**Work to do**
Reproduce the stretch of entries below from the line containing "A note for the class: find the ear" through the line containing "<point>308,336</point>", both included, character for character.

**Supplied records**
** START **

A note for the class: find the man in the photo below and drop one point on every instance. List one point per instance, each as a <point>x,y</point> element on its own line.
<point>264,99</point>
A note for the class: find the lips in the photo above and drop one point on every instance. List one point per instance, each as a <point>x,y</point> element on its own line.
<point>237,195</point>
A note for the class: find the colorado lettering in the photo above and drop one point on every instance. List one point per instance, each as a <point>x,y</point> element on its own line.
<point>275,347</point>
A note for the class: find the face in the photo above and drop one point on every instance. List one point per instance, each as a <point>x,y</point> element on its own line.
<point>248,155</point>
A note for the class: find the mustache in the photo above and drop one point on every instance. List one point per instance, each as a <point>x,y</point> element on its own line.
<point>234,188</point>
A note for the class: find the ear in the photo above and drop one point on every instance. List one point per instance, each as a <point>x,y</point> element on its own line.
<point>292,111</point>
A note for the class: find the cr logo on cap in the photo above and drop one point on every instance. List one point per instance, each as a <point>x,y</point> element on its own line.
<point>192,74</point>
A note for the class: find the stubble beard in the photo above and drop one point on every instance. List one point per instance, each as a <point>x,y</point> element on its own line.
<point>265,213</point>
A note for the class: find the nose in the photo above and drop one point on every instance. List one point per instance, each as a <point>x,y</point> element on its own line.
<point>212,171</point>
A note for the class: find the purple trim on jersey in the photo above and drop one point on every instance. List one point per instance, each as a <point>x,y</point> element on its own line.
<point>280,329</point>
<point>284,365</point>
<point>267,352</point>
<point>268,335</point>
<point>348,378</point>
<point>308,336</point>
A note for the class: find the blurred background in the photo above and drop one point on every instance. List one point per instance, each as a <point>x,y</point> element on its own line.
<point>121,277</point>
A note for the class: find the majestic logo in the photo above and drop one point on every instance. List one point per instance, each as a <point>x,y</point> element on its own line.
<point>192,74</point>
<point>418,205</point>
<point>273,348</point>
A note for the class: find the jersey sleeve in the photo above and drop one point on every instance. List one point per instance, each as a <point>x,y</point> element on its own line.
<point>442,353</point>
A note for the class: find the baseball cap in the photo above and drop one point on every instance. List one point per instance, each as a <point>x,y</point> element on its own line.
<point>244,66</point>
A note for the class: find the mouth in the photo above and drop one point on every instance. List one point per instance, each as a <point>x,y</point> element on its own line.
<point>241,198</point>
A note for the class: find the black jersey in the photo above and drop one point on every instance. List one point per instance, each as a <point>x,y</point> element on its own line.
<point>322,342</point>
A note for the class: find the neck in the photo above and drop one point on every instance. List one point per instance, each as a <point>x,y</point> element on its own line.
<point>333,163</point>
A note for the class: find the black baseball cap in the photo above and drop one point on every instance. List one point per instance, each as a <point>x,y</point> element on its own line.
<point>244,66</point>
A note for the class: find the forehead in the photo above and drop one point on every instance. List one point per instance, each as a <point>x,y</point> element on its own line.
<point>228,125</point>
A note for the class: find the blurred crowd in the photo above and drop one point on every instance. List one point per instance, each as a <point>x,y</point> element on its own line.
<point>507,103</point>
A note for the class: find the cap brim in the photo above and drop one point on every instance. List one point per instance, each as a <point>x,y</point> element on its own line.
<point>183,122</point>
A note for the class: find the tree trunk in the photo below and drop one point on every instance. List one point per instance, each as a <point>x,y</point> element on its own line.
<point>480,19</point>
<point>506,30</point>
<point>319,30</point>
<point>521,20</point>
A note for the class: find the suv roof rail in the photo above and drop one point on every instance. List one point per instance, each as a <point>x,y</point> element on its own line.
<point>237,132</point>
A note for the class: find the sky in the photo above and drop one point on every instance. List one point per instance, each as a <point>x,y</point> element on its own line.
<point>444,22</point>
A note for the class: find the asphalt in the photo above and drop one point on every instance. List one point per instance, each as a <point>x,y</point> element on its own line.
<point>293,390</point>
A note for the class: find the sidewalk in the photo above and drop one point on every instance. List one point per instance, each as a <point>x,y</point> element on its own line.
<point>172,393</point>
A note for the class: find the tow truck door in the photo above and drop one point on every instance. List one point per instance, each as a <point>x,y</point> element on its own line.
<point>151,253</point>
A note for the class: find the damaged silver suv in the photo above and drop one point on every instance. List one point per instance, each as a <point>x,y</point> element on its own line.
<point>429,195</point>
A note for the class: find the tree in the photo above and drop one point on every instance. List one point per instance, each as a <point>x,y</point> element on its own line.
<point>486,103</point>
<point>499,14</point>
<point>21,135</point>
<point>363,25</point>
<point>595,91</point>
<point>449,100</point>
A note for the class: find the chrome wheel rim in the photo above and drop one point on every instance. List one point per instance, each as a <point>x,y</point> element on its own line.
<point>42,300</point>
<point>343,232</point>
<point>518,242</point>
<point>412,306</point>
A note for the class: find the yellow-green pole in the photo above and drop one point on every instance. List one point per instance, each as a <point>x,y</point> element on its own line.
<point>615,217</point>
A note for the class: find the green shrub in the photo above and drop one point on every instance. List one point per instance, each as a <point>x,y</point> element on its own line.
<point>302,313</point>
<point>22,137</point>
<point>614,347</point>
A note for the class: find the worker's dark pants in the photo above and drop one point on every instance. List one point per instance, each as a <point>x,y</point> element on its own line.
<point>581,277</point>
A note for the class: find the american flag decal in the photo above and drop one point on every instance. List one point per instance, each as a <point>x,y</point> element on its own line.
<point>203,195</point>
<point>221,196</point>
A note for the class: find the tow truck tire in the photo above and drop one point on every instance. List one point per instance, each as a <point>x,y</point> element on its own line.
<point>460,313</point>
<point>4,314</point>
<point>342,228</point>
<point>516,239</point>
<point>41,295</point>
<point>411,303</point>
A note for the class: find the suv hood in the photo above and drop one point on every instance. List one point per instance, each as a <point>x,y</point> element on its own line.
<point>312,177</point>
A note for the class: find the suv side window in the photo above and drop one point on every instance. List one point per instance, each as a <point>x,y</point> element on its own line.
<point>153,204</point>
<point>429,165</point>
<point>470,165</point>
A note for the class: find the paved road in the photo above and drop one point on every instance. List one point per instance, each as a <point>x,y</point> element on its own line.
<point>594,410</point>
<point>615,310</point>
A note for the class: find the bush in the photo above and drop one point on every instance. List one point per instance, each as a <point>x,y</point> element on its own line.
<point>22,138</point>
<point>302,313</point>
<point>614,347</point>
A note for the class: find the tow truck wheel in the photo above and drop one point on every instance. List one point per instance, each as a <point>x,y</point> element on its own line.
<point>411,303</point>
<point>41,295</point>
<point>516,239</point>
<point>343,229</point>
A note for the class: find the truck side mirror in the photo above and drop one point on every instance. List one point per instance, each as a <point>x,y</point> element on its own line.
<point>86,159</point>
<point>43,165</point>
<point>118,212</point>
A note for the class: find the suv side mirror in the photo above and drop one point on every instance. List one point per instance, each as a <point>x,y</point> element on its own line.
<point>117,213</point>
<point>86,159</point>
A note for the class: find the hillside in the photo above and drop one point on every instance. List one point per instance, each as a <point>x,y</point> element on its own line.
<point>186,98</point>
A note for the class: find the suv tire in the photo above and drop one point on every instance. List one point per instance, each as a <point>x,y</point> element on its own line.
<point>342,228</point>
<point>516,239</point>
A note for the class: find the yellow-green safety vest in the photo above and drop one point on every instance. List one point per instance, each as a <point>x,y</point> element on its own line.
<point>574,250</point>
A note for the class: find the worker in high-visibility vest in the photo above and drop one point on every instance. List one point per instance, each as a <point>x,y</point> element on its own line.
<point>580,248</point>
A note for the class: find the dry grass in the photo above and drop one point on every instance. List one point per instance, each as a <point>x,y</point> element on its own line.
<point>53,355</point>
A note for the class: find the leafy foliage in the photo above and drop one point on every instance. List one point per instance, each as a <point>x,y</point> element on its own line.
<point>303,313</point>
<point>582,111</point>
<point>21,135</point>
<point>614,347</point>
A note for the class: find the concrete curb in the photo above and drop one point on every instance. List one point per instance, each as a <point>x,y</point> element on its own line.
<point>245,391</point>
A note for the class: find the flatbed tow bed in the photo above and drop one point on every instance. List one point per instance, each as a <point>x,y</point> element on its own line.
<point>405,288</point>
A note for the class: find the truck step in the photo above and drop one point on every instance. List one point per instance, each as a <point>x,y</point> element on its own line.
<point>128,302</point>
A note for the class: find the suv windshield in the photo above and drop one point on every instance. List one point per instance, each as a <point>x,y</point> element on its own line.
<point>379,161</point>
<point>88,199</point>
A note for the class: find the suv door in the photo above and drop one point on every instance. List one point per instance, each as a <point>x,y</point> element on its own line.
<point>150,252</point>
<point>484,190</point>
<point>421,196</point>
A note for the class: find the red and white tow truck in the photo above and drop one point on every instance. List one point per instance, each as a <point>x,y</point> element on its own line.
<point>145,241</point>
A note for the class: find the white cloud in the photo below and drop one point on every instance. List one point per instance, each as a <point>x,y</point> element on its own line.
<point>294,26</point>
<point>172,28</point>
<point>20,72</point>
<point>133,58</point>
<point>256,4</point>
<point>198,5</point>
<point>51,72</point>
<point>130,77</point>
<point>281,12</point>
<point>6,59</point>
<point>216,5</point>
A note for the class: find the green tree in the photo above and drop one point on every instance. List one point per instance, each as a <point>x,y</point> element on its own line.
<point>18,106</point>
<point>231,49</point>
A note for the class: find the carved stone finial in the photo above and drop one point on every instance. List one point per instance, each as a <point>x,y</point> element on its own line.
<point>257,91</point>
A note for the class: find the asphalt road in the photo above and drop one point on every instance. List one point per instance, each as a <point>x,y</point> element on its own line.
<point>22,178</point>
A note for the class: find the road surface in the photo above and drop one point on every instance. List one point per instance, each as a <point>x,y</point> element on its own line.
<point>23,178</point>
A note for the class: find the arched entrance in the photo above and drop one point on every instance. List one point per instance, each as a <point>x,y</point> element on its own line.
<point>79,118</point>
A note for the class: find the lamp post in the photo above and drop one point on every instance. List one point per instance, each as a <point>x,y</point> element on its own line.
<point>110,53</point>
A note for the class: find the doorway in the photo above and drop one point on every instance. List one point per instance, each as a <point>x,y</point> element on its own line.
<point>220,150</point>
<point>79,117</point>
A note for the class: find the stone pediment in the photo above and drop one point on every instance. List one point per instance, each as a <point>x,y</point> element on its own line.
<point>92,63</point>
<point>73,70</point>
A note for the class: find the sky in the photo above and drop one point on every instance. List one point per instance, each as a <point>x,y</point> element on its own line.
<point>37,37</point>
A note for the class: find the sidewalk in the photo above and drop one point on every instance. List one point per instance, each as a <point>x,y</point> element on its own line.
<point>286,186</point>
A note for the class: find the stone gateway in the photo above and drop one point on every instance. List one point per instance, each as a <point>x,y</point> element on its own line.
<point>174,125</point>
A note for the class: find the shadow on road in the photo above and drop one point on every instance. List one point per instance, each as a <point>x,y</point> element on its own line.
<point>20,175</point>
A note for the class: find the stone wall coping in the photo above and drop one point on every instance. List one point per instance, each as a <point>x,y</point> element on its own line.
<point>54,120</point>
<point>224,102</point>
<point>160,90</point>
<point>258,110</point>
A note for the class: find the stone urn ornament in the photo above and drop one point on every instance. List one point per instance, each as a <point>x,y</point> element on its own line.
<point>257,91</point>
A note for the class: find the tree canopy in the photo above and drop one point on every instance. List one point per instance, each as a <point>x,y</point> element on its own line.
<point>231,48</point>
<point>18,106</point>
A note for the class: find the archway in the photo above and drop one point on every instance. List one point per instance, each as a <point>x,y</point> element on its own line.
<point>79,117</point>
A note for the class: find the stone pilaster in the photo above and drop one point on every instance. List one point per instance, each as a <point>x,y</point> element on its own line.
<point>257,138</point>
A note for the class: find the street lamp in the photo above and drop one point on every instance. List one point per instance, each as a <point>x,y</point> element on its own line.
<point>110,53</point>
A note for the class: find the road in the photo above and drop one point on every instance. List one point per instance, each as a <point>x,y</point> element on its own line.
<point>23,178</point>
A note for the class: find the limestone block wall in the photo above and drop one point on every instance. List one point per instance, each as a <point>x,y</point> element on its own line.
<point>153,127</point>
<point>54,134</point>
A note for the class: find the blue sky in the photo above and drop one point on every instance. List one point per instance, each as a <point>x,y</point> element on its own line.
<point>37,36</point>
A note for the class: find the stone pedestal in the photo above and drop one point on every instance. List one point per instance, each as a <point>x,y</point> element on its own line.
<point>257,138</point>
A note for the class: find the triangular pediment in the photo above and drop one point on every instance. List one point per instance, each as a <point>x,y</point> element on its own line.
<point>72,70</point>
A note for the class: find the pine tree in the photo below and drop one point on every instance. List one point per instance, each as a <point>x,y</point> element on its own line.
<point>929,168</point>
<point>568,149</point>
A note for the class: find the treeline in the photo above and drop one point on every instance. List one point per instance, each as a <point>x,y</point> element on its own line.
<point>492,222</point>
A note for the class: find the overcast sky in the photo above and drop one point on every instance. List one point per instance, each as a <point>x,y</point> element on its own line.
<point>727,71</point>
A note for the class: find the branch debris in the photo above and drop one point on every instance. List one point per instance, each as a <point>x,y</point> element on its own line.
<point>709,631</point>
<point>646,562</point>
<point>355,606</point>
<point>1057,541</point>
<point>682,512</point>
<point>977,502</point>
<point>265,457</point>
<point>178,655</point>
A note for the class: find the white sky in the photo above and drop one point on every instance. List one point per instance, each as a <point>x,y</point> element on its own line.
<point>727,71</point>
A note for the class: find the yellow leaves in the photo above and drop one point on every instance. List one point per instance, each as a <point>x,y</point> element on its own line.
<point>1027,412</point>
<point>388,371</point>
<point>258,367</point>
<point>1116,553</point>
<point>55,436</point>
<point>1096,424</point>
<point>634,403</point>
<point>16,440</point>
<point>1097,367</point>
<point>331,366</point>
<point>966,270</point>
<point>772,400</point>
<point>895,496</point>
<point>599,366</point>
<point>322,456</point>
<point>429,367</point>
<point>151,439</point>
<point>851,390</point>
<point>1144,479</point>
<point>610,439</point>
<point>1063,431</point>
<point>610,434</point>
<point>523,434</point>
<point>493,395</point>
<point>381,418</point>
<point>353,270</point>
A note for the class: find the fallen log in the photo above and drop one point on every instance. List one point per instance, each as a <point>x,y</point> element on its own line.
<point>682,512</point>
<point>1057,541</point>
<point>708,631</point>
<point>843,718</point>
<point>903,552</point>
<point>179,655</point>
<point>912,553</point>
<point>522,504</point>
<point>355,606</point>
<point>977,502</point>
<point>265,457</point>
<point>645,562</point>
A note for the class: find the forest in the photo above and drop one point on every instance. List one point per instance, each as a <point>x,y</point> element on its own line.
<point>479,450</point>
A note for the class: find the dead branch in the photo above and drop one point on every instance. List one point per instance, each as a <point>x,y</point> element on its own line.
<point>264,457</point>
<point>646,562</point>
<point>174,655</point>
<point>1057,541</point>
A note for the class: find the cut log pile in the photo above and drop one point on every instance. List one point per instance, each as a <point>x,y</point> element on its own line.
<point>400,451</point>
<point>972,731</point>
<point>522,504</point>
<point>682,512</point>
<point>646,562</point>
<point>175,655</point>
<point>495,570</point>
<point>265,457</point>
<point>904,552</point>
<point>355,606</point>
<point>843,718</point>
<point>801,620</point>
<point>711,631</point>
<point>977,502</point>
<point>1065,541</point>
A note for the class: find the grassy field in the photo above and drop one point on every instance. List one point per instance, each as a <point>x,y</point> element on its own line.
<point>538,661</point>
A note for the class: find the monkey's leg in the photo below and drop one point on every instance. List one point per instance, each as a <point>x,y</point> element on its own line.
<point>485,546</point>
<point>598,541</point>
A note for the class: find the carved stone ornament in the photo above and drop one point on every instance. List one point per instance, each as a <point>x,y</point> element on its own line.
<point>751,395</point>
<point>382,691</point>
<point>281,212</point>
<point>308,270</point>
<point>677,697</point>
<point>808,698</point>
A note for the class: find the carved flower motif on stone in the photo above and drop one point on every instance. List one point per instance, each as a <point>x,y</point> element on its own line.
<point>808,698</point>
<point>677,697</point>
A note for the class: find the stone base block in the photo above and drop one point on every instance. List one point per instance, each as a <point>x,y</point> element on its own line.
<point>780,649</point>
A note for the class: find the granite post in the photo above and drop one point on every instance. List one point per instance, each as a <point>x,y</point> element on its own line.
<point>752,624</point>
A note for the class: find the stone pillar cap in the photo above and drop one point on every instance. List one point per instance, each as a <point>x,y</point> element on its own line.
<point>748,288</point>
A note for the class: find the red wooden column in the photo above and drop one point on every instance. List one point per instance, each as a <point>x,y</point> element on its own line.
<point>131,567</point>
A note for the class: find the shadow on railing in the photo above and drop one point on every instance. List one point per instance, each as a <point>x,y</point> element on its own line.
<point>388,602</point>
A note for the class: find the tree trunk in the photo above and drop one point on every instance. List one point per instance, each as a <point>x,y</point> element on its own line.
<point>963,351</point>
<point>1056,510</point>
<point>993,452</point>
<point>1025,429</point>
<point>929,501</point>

** END **

**Reply**
A note for the class: find the ear in the photo above and drop one point on every instance. List one point per instance, each as a <point>x,y</point> element on its own line.
<point>292,111</point>
A note for the class: find the cr logo on cap in the photo above and drop one point on every instance. List one point per instance, each as a <point>x,y</point> element on its own line.
<point>192,74</point>
A note for the class: find the stubble beard in the photo above and drop one point on every instance. List one point per instance, each as a <point>x,y</point> element on its own line.
<point>265,213</point>
A note for the class: find the nose in the photo above and drop one point on every instance. List one point per instance, each as a <point>x,y</point> element on its own line.
<point>212,171</point>
A note for the class: find the purple trim on jersey in the photo above and drop one point on every instance. List one point per instance, each as a <point>x,y</point> element on its own line.
<point>280,329</point>
<point>284,365</point>
<point>267,352</point>
<point>268,335</point>
<point>348,378</point>
<point>308,336</point>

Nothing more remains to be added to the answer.